:: LISTED RECORDS ::
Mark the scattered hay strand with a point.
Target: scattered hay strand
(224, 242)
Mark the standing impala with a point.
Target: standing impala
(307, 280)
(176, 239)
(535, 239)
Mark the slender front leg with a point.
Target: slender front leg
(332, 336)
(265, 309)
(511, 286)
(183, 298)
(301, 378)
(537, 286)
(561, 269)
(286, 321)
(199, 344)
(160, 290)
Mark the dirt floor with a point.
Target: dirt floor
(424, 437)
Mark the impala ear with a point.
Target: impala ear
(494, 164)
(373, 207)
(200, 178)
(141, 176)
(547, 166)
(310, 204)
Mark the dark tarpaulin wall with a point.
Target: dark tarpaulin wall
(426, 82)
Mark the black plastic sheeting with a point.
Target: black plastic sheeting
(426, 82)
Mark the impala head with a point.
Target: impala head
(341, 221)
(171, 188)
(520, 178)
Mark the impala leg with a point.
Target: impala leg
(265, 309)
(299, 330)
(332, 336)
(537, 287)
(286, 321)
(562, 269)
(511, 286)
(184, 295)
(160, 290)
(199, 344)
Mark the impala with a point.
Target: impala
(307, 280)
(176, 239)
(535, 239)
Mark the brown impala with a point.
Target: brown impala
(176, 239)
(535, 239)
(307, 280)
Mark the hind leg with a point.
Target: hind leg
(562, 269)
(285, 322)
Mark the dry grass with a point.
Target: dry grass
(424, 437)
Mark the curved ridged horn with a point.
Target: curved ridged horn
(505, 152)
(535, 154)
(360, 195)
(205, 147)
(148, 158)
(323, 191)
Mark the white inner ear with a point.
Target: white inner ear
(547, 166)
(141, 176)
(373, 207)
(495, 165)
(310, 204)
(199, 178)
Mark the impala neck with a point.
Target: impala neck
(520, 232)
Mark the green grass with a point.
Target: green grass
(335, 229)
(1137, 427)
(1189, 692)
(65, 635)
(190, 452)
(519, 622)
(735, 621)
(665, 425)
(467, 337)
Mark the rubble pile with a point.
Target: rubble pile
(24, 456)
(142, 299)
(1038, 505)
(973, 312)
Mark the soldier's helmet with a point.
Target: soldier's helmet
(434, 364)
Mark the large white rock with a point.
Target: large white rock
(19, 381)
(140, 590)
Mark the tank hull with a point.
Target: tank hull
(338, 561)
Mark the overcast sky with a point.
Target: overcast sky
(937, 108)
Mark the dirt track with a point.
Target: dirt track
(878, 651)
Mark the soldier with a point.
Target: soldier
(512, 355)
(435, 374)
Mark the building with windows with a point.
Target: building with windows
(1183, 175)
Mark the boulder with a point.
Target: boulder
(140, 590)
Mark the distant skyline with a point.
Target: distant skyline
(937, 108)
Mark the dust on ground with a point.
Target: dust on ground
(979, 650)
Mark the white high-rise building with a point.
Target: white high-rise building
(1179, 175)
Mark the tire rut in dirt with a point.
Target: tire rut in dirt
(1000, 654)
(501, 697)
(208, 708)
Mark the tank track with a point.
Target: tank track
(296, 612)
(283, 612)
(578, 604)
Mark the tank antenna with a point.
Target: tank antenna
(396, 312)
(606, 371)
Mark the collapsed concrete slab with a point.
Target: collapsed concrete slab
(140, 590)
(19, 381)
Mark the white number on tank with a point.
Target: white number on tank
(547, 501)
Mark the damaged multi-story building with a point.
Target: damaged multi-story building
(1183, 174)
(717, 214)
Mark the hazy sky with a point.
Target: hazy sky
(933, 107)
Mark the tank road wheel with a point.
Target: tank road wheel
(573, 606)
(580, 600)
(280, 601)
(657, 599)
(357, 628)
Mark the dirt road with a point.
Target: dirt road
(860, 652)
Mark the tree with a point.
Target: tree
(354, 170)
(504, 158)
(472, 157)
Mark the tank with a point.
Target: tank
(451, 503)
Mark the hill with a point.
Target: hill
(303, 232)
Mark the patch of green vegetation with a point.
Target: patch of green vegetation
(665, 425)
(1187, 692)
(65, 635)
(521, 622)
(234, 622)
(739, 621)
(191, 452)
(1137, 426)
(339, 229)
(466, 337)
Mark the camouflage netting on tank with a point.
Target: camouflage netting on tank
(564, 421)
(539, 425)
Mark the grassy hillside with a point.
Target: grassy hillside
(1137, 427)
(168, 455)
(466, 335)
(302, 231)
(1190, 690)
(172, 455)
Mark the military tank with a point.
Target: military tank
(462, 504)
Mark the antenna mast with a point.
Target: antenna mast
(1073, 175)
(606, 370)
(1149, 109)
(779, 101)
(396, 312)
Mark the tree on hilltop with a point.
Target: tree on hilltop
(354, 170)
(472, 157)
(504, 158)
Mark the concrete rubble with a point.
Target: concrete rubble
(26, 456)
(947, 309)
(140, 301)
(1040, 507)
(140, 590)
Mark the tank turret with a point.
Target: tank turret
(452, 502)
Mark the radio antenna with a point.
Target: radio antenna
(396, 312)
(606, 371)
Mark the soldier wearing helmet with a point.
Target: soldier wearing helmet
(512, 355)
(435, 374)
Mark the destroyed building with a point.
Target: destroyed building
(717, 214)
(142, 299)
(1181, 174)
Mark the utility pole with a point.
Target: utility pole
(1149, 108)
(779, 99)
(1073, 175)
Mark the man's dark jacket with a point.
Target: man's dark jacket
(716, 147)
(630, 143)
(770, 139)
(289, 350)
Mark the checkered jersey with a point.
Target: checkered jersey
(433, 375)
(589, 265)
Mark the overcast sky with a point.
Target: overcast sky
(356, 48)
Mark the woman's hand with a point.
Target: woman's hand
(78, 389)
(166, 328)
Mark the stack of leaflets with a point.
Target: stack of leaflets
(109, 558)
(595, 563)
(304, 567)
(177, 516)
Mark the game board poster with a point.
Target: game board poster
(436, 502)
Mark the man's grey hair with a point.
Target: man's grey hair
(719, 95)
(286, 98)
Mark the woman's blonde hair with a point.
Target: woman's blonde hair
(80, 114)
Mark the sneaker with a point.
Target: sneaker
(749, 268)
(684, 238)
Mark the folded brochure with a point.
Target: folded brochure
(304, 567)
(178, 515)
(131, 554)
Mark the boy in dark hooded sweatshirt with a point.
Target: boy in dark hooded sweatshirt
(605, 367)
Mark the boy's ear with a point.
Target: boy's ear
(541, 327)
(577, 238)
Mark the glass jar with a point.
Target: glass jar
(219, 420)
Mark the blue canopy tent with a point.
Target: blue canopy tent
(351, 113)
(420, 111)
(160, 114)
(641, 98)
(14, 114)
:::
• **WORK REQUIRED**: Could you please copy the lines above exactly, beginning at the first and ending at the line that contains "Mark the slender front leg with a point."?

• **SOLVED PROBLEM**:
Mark the scattered hay strand with a point.
Target: scattered hay strand
(224, 242)
Mark the standing impala with a point.
Target: standing impala
(307, 280)
(176, 239)
(535, 239)
Mark the slender front leg with a point.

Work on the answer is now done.